Objective:
Turn the records from the line containing "of the lower" to the line containing "[[349, 76]]", both included, into a two-column CSV with the columns "prompt" and "response", one row per record. Put each record's text and its answer in a single quoted field each, with line breaks replaced by spaces.

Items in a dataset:
□ □ □ □ □ □ □

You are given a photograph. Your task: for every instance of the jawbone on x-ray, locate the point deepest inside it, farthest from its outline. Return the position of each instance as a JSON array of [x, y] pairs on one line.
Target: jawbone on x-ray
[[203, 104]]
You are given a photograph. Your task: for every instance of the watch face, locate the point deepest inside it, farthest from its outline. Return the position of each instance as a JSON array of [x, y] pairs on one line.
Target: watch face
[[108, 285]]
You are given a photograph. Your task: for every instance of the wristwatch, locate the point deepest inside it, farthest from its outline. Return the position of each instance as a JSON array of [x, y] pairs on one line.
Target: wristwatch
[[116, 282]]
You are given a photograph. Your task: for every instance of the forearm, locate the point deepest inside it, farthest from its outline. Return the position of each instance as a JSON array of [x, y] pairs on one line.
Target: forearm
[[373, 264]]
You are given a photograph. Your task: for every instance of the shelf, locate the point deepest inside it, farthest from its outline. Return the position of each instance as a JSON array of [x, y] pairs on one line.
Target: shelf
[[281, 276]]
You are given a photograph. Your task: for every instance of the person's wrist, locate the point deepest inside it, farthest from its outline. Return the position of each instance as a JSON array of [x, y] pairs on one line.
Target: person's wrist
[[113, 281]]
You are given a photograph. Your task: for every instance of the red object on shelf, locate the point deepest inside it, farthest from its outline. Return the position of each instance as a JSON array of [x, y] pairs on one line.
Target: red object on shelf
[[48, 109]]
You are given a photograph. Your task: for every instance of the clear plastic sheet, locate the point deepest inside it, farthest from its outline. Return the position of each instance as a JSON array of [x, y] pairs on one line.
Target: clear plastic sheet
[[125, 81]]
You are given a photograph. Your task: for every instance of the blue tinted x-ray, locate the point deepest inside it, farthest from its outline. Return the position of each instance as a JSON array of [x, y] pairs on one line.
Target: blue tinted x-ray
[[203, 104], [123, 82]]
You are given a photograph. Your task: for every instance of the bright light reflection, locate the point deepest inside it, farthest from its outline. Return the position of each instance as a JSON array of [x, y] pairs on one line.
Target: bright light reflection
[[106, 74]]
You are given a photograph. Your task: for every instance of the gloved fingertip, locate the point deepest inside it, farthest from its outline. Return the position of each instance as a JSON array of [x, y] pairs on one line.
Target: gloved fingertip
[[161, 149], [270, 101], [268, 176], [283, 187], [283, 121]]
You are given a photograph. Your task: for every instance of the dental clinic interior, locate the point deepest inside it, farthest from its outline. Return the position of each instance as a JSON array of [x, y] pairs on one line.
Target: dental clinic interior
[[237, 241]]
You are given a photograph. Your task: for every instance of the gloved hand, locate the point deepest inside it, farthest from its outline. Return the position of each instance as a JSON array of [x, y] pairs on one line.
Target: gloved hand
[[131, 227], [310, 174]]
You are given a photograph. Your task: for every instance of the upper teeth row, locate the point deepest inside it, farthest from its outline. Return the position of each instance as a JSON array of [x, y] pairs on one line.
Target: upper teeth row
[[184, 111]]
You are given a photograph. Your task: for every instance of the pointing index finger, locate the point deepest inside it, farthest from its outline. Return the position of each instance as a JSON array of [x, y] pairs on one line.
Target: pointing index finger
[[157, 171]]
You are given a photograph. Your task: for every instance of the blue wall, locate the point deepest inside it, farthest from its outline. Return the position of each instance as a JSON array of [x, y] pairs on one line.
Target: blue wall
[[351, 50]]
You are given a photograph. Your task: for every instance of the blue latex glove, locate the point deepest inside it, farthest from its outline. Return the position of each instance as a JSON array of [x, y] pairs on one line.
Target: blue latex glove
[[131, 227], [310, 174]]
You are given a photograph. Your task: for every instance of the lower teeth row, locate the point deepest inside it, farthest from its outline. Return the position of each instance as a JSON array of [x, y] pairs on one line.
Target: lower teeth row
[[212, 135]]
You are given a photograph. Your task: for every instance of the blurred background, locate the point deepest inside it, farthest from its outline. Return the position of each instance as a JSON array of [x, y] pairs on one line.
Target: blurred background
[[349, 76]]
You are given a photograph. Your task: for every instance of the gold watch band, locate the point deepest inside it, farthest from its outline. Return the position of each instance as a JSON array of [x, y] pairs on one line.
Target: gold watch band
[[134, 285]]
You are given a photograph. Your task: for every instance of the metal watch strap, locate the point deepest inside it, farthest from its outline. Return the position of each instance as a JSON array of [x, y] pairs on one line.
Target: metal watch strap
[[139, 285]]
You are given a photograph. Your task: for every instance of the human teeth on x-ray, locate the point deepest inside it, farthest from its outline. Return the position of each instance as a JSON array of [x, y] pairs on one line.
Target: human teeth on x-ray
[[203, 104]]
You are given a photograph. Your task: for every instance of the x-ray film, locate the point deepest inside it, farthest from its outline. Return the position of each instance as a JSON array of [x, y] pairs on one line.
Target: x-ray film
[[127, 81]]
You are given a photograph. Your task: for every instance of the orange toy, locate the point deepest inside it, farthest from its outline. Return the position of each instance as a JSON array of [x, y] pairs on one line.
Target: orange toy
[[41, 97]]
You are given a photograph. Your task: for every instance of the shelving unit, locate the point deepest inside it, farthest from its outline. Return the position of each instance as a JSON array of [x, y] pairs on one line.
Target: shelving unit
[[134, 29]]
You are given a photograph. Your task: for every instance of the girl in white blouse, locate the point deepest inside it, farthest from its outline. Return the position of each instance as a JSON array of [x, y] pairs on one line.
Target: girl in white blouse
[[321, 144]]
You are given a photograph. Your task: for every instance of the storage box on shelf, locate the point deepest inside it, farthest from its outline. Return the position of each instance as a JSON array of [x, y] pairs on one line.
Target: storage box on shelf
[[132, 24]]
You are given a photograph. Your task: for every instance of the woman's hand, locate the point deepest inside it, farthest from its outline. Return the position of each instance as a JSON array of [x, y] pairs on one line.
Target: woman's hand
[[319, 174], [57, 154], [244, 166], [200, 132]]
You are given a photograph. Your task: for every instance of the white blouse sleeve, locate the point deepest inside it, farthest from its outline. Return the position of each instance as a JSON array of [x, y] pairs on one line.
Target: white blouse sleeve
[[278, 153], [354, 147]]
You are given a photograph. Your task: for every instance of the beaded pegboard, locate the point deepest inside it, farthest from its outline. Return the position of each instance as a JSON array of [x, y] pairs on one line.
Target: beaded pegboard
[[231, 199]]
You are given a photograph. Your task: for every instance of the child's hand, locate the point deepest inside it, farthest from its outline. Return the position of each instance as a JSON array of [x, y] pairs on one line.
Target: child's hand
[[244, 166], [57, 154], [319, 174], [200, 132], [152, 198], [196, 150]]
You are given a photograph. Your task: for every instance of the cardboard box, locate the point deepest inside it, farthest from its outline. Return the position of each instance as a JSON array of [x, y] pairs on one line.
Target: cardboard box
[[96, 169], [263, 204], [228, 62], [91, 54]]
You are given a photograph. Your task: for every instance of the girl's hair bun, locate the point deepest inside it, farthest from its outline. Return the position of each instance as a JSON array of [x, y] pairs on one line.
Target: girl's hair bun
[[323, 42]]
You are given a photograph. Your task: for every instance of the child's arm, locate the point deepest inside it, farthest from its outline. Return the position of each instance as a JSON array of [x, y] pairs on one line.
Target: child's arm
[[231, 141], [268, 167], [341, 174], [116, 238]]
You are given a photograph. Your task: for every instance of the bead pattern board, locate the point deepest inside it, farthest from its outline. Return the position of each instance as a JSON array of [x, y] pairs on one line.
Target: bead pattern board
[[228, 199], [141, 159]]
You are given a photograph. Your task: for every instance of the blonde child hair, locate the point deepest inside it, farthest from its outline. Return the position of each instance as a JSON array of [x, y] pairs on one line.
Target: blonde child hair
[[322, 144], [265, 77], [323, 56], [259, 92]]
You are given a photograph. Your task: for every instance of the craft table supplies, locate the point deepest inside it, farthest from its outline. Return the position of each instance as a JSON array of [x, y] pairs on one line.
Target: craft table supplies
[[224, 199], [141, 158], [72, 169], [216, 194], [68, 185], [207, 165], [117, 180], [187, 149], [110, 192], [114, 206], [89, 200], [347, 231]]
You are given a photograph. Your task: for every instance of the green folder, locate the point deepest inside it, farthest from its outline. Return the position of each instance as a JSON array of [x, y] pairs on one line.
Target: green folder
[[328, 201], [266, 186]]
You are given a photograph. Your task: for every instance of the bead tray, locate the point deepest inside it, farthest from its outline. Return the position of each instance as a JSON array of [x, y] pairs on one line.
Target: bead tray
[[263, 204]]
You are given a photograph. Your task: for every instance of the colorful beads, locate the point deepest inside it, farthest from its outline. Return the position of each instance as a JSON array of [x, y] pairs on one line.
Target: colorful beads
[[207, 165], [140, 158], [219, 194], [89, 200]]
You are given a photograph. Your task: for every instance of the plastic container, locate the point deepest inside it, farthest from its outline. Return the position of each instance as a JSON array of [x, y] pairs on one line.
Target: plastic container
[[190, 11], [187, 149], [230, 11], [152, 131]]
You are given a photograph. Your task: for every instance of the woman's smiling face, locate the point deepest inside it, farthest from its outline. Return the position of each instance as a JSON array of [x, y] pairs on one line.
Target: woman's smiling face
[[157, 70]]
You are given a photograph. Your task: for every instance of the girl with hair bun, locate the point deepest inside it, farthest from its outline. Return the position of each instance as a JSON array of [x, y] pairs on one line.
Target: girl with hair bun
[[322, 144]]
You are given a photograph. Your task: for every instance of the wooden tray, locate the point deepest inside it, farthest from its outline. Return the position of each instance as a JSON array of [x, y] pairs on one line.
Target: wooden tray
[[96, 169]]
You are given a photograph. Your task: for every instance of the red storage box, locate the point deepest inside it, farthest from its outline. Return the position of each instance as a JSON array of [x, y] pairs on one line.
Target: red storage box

□ □ □ □ □ □ □

Output for this exercise:
prompt,response
"You are given a photograph. Your task: for every instance of the lower teeth row, locate the point deepest inside it, farthest from its outline. Return the position of each instance as a JSON array of [x, y] pairs on one line. Target: lower teeth row","[[212, 135]]"
"You are given a photograph. Your task: for every instance of the blurred background, locate the point deepest inside it, farthest from its outline. Return the position of each instance as a JSON array of [x, y] pairs on one line. Target: blurred background","[[349, 76]]"